- YOUR INSTRUCTIONS -
A bare number is the only acceptable answer: how many lines of these entries include "entrance"?

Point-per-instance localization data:
_ _ _ _ _ _ _

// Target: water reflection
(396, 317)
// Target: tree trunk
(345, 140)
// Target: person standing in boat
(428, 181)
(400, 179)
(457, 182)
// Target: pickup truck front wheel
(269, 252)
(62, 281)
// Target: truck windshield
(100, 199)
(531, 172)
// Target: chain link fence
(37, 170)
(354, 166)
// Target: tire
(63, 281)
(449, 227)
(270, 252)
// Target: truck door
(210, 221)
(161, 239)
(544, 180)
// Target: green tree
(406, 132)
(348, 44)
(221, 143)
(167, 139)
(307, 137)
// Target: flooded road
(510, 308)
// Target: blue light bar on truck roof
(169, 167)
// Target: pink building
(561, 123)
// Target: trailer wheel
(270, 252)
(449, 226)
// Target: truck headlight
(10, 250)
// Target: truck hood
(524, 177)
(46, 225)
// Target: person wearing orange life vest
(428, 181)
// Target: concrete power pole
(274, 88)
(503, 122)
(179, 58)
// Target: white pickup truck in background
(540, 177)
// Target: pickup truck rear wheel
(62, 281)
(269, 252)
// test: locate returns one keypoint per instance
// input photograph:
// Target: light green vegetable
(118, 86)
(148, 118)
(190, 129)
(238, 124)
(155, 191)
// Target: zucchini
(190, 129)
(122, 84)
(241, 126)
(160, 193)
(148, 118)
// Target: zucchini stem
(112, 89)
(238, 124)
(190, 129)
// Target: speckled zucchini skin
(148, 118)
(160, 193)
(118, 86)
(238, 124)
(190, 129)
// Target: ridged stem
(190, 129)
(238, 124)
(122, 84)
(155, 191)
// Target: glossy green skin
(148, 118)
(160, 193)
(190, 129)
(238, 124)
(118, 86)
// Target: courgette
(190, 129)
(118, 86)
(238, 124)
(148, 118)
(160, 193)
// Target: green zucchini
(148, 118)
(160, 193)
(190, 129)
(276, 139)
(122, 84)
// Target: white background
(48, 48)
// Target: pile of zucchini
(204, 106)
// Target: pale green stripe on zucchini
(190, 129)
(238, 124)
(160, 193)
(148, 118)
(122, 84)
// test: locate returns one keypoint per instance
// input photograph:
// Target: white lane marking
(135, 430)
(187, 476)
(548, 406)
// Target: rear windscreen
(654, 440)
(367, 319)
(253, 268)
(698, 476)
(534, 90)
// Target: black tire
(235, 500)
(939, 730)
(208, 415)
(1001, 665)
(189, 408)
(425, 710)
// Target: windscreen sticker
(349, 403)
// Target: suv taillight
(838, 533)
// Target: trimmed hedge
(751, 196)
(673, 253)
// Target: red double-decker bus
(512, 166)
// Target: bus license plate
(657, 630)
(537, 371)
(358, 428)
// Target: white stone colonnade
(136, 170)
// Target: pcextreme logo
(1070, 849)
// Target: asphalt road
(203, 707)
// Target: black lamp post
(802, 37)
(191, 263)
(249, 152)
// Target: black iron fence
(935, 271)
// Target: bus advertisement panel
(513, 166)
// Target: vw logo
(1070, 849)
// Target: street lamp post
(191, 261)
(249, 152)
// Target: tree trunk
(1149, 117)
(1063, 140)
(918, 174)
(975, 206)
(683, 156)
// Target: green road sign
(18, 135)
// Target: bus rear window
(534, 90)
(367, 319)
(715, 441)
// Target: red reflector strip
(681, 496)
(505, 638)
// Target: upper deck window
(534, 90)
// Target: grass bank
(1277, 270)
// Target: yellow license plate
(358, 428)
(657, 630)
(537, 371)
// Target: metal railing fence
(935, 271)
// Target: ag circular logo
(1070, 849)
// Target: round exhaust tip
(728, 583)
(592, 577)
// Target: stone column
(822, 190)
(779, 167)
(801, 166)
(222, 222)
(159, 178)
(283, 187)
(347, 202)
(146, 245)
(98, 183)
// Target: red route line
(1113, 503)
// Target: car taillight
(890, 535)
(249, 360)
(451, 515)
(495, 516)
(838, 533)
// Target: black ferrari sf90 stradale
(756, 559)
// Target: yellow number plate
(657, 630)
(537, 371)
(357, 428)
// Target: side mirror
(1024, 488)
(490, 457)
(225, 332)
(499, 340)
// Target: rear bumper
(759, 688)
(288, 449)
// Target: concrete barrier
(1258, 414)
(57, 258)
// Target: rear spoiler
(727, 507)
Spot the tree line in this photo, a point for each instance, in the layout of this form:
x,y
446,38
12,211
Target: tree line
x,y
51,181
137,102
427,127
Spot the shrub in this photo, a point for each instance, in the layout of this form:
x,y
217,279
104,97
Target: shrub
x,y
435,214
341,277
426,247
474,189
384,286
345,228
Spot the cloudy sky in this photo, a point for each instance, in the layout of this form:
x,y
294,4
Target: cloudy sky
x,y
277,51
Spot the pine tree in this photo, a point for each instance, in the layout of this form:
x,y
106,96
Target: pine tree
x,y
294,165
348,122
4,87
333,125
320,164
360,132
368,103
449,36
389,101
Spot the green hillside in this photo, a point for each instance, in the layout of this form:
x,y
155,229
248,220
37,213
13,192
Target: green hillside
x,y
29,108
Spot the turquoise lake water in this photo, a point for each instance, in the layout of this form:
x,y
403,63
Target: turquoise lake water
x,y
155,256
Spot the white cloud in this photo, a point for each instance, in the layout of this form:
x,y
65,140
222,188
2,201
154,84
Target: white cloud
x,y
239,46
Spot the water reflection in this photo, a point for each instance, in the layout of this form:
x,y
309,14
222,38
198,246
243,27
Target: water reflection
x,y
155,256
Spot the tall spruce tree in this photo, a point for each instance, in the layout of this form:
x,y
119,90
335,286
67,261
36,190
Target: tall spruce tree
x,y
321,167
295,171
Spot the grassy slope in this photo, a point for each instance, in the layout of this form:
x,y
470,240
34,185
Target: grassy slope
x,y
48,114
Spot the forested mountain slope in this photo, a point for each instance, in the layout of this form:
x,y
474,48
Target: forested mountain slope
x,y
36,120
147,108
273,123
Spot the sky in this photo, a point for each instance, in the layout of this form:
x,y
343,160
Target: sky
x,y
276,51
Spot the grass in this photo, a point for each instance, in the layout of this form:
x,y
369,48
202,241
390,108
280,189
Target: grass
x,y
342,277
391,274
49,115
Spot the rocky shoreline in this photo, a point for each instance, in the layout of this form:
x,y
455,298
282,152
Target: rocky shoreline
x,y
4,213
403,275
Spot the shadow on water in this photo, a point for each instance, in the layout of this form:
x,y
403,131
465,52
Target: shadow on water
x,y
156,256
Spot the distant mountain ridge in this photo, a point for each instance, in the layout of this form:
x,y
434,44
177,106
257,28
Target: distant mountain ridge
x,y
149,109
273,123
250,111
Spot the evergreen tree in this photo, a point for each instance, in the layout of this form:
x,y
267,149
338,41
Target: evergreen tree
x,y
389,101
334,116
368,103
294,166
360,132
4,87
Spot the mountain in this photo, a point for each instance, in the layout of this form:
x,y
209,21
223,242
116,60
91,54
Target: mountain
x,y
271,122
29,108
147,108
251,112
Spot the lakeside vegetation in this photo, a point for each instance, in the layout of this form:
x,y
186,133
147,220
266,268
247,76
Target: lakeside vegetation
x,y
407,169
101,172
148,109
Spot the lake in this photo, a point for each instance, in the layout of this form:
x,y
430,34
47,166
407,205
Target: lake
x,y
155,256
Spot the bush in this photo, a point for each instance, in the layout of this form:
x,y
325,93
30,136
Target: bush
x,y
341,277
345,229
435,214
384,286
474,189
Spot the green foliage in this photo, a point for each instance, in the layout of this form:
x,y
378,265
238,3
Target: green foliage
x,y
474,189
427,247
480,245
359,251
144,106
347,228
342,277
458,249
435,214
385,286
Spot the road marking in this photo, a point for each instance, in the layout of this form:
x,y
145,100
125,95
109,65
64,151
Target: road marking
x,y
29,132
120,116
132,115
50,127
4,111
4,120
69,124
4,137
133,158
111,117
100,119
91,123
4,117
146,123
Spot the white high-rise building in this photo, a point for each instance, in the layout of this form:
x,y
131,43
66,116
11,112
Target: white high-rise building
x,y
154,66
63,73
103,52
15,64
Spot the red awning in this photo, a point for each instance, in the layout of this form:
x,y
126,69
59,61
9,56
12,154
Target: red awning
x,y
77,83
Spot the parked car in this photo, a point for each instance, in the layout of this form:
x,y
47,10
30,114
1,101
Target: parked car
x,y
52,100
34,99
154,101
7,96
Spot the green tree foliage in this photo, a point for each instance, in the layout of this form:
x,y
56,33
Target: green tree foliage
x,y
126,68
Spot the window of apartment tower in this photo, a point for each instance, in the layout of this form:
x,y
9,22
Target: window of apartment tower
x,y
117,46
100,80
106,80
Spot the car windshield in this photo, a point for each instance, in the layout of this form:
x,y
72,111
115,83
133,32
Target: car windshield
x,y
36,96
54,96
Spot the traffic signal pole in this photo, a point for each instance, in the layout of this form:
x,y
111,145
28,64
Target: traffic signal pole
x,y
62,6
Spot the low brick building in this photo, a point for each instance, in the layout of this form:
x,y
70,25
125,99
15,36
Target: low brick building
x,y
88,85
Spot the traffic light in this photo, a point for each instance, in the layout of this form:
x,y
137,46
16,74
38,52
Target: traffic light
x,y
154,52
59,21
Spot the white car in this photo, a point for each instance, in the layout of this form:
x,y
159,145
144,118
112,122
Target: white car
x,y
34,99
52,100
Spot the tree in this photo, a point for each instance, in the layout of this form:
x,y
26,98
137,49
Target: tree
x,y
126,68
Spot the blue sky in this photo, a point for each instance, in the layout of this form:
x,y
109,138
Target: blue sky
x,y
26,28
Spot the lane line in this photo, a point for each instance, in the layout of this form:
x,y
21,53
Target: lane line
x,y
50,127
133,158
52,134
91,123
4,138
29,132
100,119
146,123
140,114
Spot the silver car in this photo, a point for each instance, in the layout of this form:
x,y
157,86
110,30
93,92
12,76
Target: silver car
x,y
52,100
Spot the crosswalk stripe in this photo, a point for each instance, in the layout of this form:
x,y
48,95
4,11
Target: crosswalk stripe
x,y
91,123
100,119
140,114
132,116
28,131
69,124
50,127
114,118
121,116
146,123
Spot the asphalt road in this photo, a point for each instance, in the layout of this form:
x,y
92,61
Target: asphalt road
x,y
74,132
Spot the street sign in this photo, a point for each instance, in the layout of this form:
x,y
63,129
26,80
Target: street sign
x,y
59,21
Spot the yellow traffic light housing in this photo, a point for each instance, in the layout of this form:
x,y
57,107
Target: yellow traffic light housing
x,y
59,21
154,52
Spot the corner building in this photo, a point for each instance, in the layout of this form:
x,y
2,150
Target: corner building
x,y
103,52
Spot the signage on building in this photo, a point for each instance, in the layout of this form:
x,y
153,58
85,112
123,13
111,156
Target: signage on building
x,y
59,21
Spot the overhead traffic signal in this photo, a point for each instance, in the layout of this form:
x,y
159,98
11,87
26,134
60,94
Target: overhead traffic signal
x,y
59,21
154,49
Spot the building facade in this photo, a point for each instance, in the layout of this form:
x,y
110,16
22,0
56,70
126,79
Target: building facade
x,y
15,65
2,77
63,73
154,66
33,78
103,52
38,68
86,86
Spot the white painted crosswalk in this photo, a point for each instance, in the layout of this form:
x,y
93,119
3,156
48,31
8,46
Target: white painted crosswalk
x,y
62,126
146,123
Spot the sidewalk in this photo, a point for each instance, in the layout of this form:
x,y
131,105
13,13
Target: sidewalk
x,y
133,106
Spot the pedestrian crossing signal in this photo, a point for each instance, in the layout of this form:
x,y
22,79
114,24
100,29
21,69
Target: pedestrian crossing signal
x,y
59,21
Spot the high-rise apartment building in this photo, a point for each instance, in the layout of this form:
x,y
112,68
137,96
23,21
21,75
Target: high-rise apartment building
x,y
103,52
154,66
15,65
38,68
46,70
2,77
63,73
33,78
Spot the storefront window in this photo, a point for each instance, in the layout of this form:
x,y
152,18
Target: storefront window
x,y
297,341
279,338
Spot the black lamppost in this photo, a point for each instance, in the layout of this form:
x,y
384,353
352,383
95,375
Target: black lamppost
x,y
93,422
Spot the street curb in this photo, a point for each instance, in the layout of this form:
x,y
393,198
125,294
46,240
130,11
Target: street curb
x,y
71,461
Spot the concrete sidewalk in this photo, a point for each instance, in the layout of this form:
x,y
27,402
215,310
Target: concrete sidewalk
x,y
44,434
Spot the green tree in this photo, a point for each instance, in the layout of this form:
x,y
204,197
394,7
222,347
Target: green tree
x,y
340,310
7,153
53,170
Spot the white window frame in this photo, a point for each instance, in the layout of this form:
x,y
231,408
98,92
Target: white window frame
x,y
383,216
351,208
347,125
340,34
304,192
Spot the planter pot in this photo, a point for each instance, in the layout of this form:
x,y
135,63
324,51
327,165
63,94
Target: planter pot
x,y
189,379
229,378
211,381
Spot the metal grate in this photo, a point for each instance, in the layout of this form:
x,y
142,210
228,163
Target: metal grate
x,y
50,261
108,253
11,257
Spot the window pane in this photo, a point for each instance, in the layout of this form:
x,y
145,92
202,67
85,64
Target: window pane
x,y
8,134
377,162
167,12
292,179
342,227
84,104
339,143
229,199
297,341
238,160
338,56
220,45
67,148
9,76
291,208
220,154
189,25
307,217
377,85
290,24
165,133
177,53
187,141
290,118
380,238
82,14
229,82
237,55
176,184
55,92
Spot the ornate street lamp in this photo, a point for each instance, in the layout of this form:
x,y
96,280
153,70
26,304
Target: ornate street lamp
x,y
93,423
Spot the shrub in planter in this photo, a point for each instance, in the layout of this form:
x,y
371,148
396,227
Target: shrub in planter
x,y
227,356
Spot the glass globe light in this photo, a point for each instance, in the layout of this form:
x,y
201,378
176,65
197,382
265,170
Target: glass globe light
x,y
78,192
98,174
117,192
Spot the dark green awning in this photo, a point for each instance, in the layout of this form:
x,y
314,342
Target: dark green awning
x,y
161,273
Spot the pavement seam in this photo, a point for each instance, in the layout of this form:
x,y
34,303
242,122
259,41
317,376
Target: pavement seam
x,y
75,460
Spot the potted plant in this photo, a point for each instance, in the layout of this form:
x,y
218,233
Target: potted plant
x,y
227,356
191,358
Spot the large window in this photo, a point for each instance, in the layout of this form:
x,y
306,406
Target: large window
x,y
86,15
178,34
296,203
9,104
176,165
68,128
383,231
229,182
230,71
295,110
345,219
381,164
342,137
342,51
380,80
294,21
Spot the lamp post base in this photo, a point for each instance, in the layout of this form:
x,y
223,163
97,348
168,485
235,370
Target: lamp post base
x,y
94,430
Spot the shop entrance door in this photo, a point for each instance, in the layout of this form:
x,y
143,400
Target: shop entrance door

_ _ _ _ _ _ _

- EXERCISE RESPONSE -
2